PROBLEM STATEMENT
Copy out every record below exactly as written, but leave out any pictures.

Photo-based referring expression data

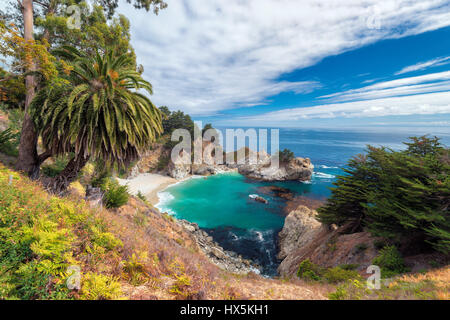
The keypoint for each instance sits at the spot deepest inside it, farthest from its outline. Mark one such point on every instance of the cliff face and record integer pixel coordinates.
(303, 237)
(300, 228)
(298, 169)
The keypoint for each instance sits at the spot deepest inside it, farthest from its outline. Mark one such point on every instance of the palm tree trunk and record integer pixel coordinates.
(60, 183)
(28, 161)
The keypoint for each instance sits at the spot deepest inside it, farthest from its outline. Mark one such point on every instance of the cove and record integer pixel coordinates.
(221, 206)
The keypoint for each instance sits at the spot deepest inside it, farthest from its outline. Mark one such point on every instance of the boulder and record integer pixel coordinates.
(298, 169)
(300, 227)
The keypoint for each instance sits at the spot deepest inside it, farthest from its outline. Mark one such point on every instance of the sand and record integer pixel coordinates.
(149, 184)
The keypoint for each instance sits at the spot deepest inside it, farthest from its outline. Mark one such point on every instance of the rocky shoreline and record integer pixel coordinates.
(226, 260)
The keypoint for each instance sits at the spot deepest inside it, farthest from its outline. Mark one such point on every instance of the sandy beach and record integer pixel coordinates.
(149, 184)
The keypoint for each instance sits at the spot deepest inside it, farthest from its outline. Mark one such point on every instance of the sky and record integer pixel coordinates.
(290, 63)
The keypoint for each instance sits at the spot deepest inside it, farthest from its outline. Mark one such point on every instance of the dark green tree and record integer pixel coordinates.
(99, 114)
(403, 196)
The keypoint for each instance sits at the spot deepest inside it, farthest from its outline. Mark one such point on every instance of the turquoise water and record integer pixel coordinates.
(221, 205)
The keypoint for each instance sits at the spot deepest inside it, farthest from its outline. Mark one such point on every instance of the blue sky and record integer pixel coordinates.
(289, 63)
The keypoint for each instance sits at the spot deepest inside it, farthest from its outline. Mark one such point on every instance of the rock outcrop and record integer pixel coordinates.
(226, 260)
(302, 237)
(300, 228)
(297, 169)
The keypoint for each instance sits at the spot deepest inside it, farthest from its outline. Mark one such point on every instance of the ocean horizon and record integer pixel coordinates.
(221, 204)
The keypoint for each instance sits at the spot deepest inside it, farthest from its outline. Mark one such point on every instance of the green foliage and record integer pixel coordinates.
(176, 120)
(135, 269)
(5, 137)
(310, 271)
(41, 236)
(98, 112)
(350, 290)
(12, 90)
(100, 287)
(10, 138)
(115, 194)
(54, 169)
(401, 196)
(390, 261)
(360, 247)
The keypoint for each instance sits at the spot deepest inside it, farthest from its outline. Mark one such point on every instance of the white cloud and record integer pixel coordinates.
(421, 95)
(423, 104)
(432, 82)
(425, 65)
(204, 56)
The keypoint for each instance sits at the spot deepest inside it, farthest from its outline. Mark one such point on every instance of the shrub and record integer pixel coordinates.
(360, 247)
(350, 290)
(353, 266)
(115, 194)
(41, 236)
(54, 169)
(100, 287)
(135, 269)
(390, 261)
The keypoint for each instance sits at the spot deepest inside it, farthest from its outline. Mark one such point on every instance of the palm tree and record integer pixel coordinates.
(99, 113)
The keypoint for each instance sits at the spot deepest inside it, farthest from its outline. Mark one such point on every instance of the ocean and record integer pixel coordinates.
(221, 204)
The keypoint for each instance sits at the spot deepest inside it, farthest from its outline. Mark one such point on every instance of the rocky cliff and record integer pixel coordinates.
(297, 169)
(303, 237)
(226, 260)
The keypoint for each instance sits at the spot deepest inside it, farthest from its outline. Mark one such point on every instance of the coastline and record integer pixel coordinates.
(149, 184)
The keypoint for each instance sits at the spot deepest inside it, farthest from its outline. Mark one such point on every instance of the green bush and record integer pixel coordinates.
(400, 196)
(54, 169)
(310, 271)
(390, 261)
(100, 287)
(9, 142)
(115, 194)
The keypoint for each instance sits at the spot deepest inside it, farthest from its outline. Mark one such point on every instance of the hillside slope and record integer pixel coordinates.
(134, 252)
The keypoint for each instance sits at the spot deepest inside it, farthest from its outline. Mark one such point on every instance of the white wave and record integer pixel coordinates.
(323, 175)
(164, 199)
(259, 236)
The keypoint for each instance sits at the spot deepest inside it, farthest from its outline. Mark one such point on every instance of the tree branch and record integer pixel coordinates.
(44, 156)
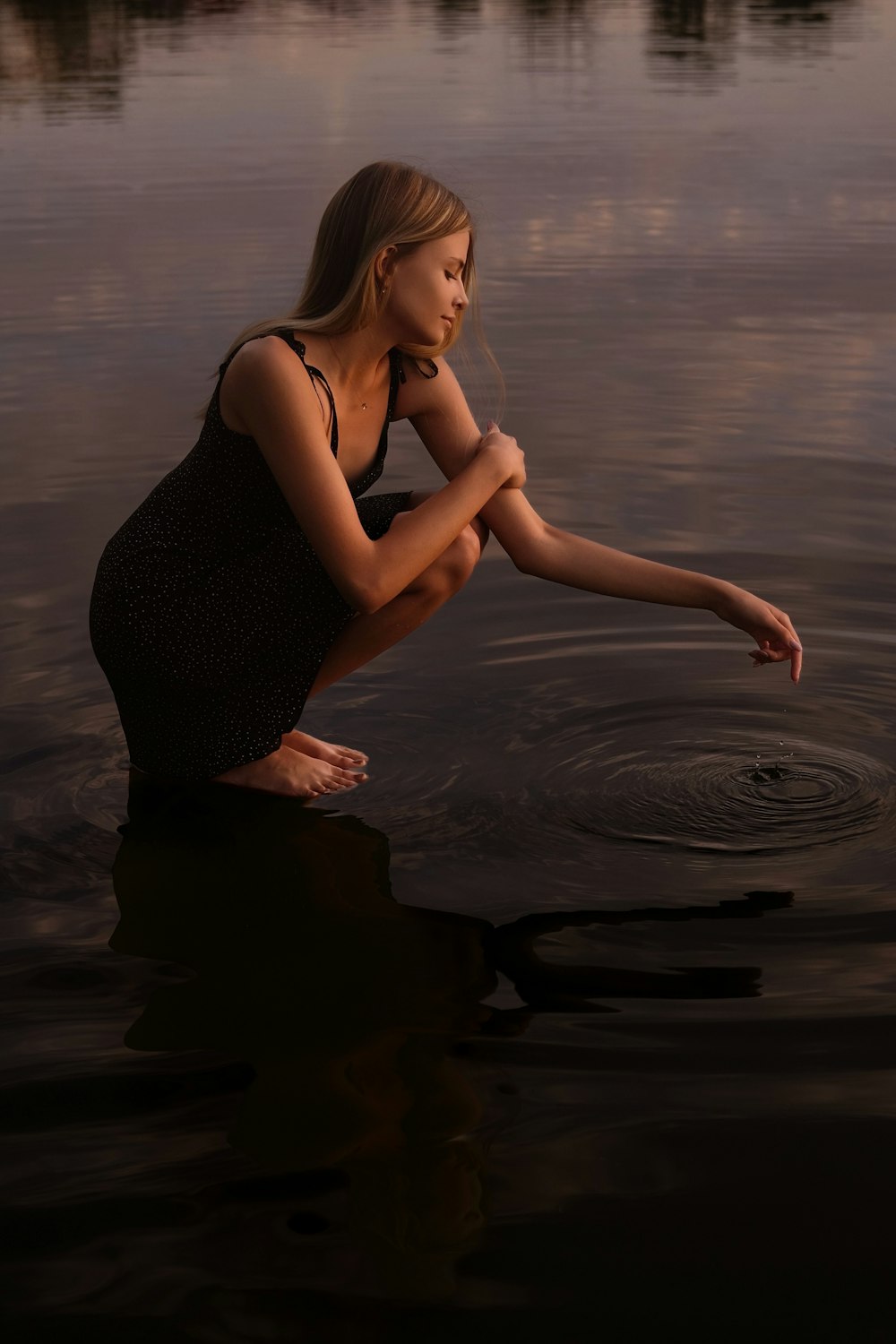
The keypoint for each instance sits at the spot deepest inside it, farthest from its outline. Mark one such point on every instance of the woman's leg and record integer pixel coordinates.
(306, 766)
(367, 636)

ANSWER TO THIS PROBLEM
The keypoint for each instance sits at the spot deepest inside it, farthest from its outline. Mark one such point on every instance of the cliff face and record integer pixel coordinates.
(303, 237)
(300, 228)
(298, 169)
The keypoint for each instance sits at the spot deepest inside it, farthest from its outline. Mark one such point on every instance of the palm tree trunk and record integer pixel coordinates.
(60, 183)
(28, 161)
The keypoint for each instance sits at the spot deepest inside it, farthest from its outline. Mark one such point on every instance of the cove and record integer pixel coordinates.
(221, 206)
The keypoint for each instance sits at the spot deepest inside it, farthest from its outline. Mark one such point on every instance of the boulder and record integer pixel coordinates.
(298, 169)
(300, 227)
The keypoint for each instance sits at the spot deepest inside it, farthest from its outline. Mark one such point on every instance of the sand and record integer pixel coordinates.
(149, 184)
The keypoint for each instance sits at the spot deepest inside it, farthest from its outline. Mark one such point on every instance of the rocky shoreline and record integer pixel coordinates.
(226, 260)
The keypoint for each instance sits at the spot deepest inside it, farthest from its outline. Mark one such point on every instance of the sandy beach and record integer pixel coordinates.
(149, 184)
The keypoint for each instance sits at the spot deepest inside it, farthest from its outline. Mark one such point on every instance of the sky and record integer pixel coordinates.
(290, 63)
The keypoint for each instance sits at the spot deepest inside it, farthest from its outline. Mark one such point on every instance of the dark green tree and record integer pixel coordinates.
(99, 114)
(403, 196)
The keypoint for each instance sits at the spot deepest inside it, farthest from its outline. Mark one such point on every instance of the turquoise water and record integer pixel coordinates.
(221, 205)
The keypoint for each instance sits at the spot deepest inside it, farthest from its outline. Mark one such point on every instance of the blue sky and record integer pixel coordinates.
(289, 63)
The keypoint for each instance sits at the spot deepest inside it, farthest from its outline. Mark one such point on every instance of the rock outcrop and record integer pixel coordinates.
(226, 260)
(302, 237)
(300, 228)
(297, 169)
The keypoint for each instance sits at the spot deepest inside it, farthest from its outline. Mark one such point on every instance of the ocean horizon and record integer pixel coordinates.
(221, 204)
The keypoint for each instance sits at the spot deepest inside it, farthest from its outline. Mark one such point on every instance of the green foliage and record integer pixel coordinates.
(176, 120)
(135, 269)
(5, 137)
(310, 271)
(41, 236)
(98, 112)
(350, 290)
(12, 90)
(100, 287)
(10, 138)
(115, 194)
(54, 169)
(401, 196)
(390, 261)
(360, 247)
The keypoint for each instance sits at the spot deepest inside it, farthest from its outline. Mark one such point on every instance of the white cloud and record integer pixel coordinates.
(421, 95)
(423, 104)
(432, 82)
(425, 65)
(204, 56)
The keypoint for each instance sits at the spot deepest inside it, farthest from its outline. Mark one such point on every instance of the shrub and record integer pixel coordinates.
(360, 247)
(350, 290)
(353, 266)
(115, 194)
(41, 236)
(54, 169)
(100, 287)
(135, 269)
(390, 261)
The keypoint for each instance sits at the spot deepest inside it, farthest from its outline. Mark one such point on every instance of the palm tree and record integer pixel coordinates.
(99, 113)
The keypoint for each instance sits at the spot deepest inside it, farthest from its outline. Mark one such point on every instance of the ocean and record integer pixel coordinates.
(221, 204)
The keypoint for each instance sits at the spot deepest inside it, farthest from its outline. Mark one such point on every instance of the rocky cliff and record integer pixel coordinates.
(297, 169)
(303, 237)
(226, 260)
The keypoint for each instance sits at the spot deepest inside it, farthest from its outline. Mark one such point on every instance of the coastline and record integer pixel coordinates.
(149, 184)
The keypoint for each instance sits at the spot deepest inside it, farthest from its outline. Mark one such point on every instance of the green bush and record integer pixel coordinates.
(400, 196)
(54, 169)
(310, 271)
(390, 261)
(100, 287)
(9, 142)
(115, 194)
The keypoint for each instance sits at the spot deepest inside it, farthest from its outline. Mark one such point on every instance of the hillside slope and record integer pixel coordinates.
(134, 252)
The keypoint for each instance sits at the spot deepest inside it, farthest from its outline. Mark one such point on every instance of the white wave and record integer pixel coordinates.
(323, 175)
(164, 199)
(259, 236)
The keypoint for each instance sits at the spot deepest inside it, farthest from its outline. Mark one such point on every instance of the tree branch and record integer pixel coordinates.
(44, 156)
The keypoint for each instance sits at the spot deepest inside it, farthest from its outline. Mark one such point on every instance of the woman's leg and record integer pixel coordinates.
(306, 766)
(367, 636)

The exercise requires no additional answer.